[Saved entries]
**********

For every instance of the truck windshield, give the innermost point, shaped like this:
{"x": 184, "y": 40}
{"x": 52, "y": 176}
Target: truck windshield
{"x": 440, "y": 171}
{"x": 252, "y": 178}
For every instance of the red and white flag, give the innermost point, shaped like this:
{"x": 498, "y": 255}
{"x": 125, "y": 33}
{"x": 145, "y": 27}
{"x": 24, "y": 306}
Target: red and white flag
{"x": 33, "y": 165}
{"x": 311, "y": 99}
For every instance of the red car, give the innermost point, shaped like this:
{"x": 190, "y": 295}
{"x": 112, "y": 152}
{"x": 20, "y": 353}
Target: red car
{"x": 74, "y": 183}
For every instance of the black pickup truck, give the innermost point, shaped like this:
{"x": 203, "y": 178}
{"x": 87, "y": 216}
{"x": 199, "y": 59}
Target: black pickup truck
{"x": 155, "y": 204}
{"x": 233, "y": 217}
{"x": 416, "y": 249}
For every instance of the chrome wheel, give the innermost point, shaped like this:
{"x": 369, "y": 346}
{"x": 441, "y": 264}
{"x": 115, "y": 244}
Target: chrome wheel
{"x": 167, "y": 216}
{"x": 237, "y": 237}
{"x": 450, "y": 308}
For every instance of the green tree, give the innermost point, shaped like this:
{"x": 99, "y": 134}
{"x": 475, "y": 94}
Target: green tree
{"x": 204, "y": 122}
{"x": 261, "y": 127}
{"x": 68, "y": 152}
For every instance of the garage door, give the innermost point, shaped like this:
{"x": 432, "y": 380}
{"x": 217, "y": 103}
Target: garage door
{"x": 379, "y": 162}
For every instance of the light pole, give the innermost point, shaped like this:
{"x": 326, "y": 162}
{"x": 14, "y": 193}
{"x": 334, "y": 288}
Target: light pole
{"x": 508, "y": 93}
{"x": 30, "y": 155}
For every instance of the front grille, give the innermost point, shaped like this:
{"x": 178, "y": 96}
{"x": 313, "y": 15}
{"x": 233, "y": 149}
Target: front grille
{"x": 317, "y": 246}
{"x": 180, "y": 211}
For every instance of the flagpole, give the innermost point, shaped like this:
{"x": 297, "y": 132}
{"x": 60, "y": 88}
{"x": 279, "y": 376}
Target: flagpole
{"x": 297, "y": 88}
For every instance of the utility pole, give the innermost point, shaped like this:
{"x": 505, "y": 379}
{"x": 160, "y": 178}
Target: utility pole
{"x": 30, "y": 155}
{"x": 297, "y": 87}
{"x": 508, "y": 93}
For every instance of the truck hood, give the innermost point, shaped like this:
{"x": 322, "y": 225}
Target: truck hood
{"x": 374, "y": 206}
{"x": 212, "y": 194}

**********

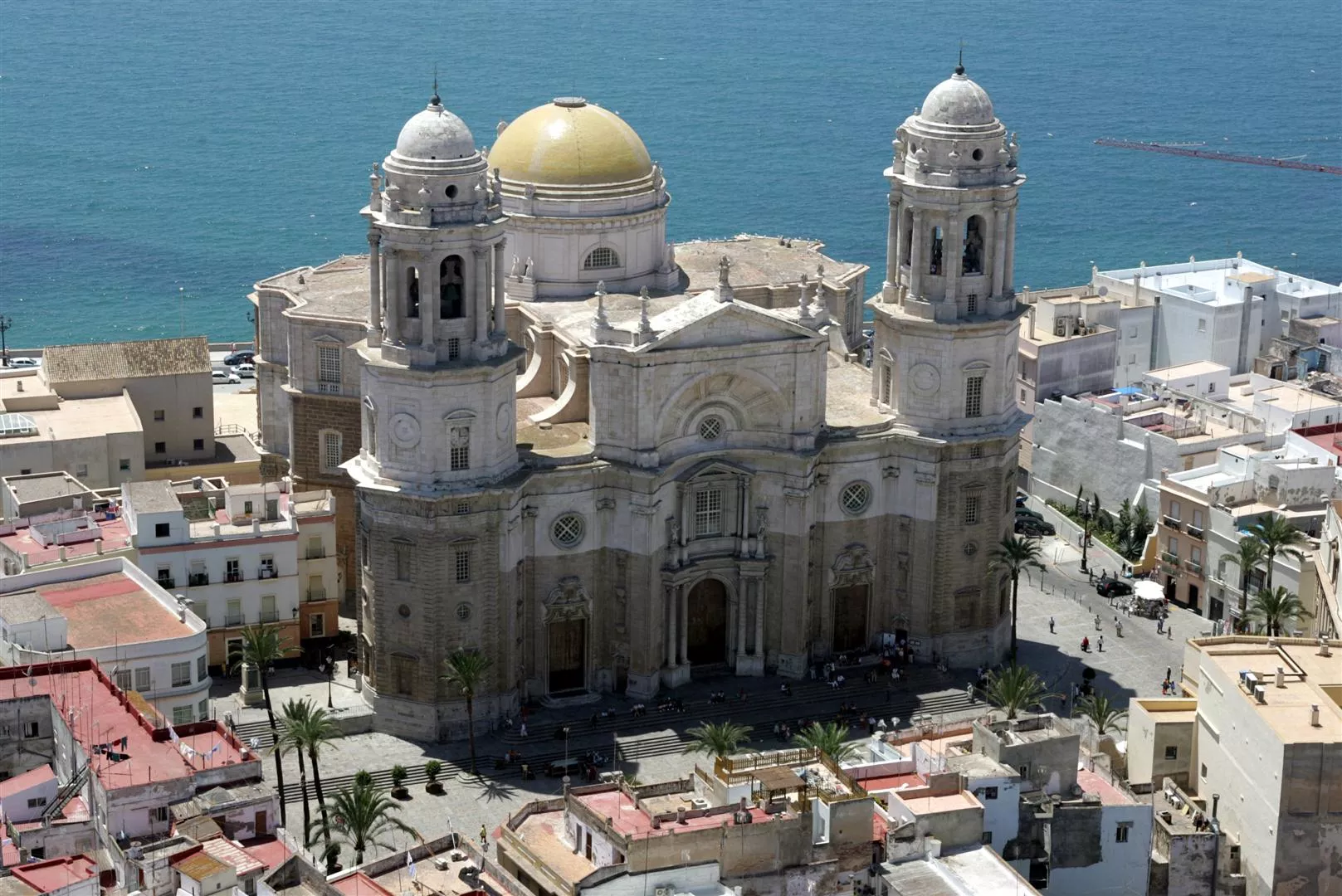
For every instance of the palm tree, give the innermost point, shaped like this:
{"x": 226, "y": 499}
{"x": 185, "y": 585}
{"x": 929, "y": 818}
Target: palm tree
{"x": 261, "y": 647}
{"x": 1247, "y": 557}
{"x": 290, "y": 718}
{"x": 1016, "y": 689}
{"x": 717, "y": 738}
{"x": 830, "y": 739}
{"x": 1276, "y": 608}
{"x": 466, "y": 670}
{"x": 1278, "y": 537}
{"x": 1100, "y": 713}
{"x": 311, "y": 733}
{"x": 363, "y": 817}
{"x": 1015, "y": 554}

**********

• _Written request_
Please return each line of the listing above that contains the word "truck", copied unchanged.

• _Written answer_
For every instance of the truck windshield, give the innermost point, shaped like this:
Target: truck windshield
For every instance of the black pickup truck, give the innermost point, shaped like this:
Target: black pickup truck
For every instance of the truck hood, give the innermost point, shaped like this:
Target: truck hood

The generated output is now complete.